▶ Location identification entries:
--------------------------------------------------

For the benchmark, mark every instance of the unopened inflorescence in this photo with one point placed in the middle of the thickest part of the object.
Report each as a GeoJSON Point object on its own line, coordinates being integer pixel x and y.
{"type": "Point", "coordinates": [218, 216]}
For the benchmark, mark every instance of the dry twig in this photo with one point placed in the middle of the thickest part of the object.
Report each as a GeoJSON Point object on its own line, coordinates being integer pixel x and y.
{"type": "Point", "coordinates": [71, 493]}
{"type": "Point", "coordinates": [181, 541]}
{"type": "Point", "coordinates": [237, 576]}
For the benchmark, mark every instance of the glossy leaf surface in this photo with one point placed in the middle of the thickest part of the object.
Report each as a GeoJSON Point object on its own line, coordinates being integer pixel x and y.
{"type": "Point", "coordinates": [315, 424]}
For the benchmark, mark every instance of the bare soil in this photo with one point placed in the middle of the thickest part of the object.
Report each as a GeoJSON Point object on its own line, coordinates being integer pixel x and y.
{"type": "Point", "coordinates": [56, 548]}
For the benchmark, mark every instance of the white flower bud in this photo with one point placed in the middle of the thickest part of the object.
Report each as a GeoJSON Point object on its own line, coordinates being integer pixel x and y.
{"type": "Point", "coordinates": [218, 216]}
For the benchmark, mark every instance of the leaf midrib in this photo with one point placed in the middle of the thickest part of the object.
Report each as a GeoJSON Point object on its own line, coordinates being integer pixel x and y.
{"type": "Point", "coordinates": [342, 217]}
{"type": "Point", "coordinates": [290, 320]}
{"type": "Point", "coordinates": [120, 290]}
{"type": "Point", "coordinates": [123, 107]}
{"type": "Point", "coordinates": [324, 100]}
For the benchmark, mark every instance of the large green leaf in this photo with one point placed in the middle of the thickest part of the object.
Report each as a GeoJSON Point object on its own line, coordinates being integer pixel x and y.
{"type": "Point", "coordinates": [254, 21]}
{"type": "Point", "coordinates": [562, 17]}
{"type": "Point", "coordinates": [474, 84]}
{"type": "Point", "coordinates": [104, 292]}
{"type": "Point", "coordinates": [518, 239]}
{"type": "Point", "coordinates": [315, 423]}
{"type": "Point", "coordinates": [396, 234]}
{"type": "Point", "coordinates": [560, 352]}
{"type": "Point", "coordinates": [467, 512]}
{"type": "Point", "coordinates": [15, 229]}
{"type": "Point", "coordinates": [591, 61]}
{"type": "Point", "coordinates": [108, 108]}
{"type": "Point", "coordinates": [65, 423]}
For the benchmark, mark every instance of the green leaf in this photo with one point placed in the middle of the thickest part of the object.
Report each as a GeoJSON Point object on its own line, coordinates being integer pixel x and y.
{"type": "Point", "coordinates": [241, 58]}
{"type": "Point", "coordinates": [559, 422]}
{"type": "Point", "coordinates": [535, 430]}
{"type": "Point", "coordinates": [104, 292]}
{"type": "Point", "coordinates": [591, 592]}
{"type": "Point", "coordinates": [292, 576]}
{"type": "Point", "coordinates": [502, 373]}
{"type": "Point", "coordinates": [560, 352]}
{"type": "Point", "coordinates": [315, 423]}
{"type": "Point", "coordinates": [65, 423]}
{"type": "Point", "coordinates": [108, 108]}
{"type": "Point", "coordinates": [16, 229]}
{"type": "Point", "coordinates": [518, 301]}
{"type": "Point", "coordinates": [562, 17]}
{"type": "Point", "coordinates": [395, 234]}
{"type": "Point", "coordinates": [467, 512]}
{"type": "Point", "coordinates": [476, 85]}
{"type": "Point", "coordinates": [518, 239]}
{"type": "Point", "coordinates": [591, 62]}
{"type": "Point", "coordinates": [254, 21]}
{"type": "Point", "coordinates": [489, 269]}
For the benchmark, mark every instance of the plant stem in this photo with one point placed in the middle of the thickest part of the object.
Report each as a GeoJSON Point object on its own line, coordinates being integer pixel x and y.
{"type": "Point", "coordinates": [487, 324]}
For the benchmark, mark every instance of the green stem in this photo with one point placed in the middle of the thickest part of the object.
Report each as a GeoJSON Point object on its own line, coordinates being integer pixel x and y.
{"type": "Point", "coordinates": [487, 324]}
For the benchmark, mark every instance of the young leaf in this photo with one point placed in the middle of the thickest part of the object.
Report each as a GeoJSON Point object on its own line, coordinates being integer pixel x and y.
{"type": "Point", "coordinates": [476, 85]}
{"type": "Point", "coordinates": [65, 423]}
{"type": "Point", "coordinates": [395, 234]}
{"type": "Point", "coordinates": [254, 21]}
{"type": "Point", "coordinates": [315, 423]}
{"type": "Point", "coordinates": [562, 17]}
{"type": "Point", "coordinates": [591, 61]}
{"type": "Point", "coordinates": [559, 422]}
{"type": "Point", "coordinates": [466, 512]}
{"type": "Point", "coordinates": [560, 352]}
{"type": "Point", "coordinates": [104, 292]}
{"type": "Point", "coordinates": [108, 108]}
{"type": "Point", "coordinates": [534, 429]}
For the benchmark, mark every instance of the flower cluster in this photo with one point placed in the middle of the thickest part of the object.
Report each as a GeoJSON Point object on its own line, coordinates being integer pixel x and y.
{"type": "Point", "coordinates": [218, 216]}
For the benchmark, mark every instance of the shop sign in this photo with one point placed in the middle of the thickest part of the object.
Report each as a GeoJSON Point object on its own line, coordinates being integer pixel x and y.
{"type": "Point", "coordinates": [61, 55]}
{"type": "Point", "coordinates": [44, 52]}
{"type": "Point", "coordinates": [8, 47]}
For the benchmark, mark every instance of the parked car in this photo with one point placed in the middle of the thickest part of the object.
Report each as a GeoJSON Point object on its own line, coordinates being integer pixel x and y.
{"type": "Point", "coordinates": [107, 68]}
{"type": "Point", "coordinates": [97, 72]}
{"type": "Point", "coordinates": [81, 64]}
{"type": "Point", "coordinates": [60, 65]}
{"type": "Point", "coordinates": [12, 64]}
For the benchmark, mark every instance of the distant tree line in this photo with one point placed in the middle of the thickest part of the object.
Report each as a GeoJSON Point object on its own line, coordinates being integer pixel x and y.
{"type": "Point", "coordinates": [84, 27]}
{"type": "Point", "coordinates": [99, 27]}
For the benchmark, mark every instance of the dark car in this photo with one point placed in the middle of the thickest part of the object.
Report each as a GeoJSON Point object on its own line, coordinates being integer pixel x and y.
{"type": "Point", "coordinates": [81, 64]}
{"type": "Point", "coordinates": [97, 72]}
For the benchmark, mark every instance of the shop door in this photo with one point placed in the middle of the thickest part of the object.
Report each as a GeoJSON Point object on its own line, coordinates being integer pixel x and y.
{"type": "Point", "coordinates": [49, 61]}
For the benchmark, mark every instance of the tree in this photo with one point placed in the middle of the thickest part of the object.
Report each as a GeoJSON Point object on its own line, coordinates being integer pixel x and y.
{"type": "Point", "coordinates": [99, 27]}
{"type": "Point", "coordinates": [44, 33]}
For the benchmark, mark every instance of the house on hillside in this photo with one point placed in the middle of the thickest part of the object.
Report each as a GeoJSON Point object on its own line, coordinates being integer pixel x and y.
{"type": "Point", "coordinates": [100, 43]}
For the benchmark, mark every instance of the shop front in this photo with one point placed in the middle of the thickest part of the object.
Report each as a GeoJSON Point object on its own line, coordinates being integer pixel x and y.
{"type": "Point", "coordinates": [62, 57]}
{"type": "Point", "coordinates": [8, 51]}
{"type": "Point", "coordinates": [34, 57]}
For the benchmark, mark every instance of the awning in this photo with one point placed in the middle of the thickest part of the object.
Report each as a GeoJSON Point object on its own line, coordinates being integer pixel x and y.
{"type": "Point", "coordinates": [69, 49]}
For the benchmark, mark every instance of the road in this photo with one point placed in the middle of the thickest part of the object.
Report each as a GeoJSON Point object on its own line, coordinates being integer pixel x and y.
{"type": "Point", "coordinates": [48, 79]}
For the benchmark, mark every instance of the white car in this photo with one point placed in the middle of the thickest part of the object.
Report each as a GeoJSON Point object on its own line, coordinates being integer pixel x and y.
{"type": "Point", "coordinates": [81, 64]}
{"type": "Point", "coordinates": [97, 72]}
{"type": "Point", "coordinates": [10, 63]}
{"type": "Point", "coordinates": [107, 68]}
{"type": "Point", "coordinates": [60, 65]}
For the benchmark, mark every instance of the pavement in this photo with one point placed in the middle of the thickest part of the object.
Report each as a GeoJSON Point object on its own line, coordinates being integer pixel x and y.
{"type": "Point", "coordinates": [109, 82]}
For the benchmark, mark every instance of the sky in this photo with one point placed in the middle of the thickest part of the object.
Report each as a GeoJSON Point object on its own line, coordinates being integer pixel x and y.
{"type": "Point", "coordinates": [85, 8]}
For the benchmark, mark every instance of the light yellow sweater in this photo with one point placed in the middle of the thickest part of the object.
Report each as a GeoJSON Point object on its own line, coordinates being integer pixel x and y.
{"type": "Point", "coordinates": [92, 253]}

--------------------------------------------------

▶ Problem to work on: Write out exactly the lines of the entries above that run from the line containing "For the benchmark, mark every instance of the pavement" through the last line, including both.

▶ Answer to the problem:
For the benchmark, mark every instance of the pavement in this photo with one point placed in the middle of the thickest part of the object.
Report each as a GeoJSON Point object on its own line, coordinates being integer pixel x and y.
{"type": "Point", "coordinates": [109, 82]}
For the benchmark, mark every instance of the sky in this photo with one point placed in the middle of the thickest part of the object.
Report each as a GeoJSON Point object on its own line, coordinates being integer pixel x and y.
{"type": "Point", "coordinates": [85, 8]}
For the benchmark, mark every instance of the light yellow sweater in this photo with one point placed in the middle of the thickest part of the object.
Report each as a GeoJSON Point object on its own line, coordinates being integer pixel x and y.
{"type": "Point", "coordinates": [92, 253]}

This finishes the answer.